→ VORLIEGENDER TEXT:
%%

Vor harter Auseinandersetzung

In der Tarifrunde 2005 für die Druckindsutrie steht eine harte Auseinandersetzung bevor, weil die Arbeitgeber das Rad der Geschichte zurückdrehen wollen.

Interview mit Ralf Fenske
 
Die Drucker gehörten in der Gewerkschaftsbewegung immer zur Speerspitze. Sie haben als erstes im 19. Jahrhundert einen Tarifvertrag erkämpft. 1952 war die IG Druck und Papier die einzige Gewerkschaft die einen politischen Streik gegen die Verabschiedung des eingeschränkten Betriebsverfassungsgesetzes organisierte. 2 Tage lang erschienen damals keine Zeitungen. Auch im Kampf für Arbeitszeitverkürzung standen die Drucker immer in der vordersten Front. 1891 streikten 10.000 Drucker 11 Wochen lang für den 9-Stunden-Tag. 1984 streikten 46.000 Drucker Seite an der Seite mit den Metallern 13 Wochen lang für die 35-Stunden-Woche.

Sozialismus.info sprach mit mit Ralf Fenske. Er ist Betriebsratsvorsitzender der Pressehaus Stuttgart Druck GmbH und Konzernbetriebsratsvorsitzender der Südwestdeutschen Medienholding GmbH. Der Konzern hat 4.000 Beschäftigte und druckt und vertreibt unter anderem die Stuttgarter Zeitung, die Stuttgarter Nachrichten und weitere Lokalzeitungen in Stuttgart und Umgebung. Innerhalb von ver.di ist der Kollege Fenske unter anderem stellvertretender Landesfachbereichsvorsitzender des Fachbereich 8 von Baden Württemberg.

Sozialismus.info: Was wollen die Arbeitgeber?
Ralf Fenske: Im Einklang mit dem derzeitigen Zeitgeist, der predigt, dass Verzicht und Einschränkung nötig ist, wollen sie die Gunst der Stunde nutzen und fordern eine „Reform“ des Manteltarifvertrages.
Inhaltlich stehen so ziemlich alle Errungenschaften der letzten Jahrzehnte auf dem Spiel. Rapide Absenkungen der Zuschläge für Samstag, Sonn- und Feiertag, Streichung der Antrittsgebühren für Sonn- und Feiertag, Streichung der Zulagen für „ungünstigen Arbeitsbeginn“ und „verkürzte Ruhezeit,“ die Rückkehr zur 40-Stundenwoche ohne Lohnausgleich, den Samstag als Regelarbeitstag (also ohne Zuschläge), Streichung der drei Freischichten pro Jahr für Schichtarbeiter, Streichung der zwei Altersfreischichten für Beschäftigte ab 58 Jahren, Öffnungsklauseln für Urlaubsgeld und Jahresleistung (soll abhängig von der wirtschaftlichen Lage des Unternehmens sein und ausschließlich durch die Betriebsparteien geregelt werden), die Flexibilisierung der Arbeitszeit mit dem Ziel dass keine Überstundenzuschläge mehr zu bezahlen sind, weil gearbeitet werden muss, wann Arbeit da ist und eine weitere Absenkung der tariflichen Besetzungsregeln von Rotationsmaschinen. Alleine die Absenkung der Besetzungsregel würde in unserem Betrieb bedeuten, dass im Drucksaal rechnungstechnisch 20% der Belegschaft überflüssig wäre.

%%

→ AUSZUG AUS DATENSATZ:

%%

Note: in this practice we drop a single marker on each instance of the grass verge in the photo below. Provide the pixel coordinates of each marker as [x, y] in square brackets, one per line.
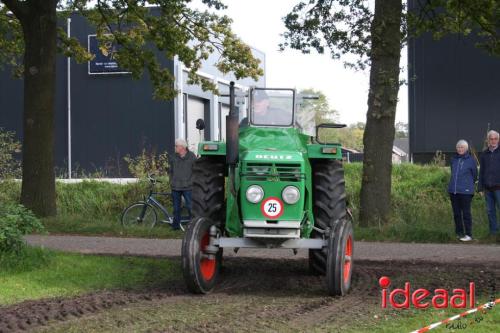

%%

→ ZU BEARBEITENDE AUFGABEN:
[a] Wie viele Wochen lang streikten die Drucker im Jahr 1984 laut dem Interview zur Tarifrunde 2005 in der Druckindustrie für die 35-Stunden-Woche?
[b] Greifen Sie das Interview zur Tarifrunde 2005 in der Druckindustrie nach seinem letzten Satz auf und setzen Sie es fort.

→ LÖSUNGEN DER AUFGABEN:
[a] 13 Wochen lang.

[b]
Bei Teilen dieser Forderungen bieten sie einen Vertrauensschutz für „Alt-„Beschäftigte an, aber alle Neueinstellungen sollen in den Genuss der Absenkungen kommen.

Was erwarten die Kollegen von der Tarifrunde 2005 und was sind die Tarifforderungen von ver.di?
Die Kollegen erwarten, dass der MTV für alle so in Kraft bleibt, wie er momentan besteht. Zu redaktionellen Änderungen ist man jedoch durchaus bereit. Es ist zwar in den meisten Köpfen, dass das Hauptproblem dieses Landes die immer weiter sinkende innländische Kaufkraft ist, aber die geforderte Lohnerhöhung von 3,7 % spielt nur eine untergeordnete Rolle. Die Forderungen der Arbeitgeber zum MTV würden bei einem Zeitungsdrucker eine Minderung des Einkommens von ca. 20% pro Jahr betragen. Es ist klar, dass der Erhalt dieser Einkommen die erste Geige spielt.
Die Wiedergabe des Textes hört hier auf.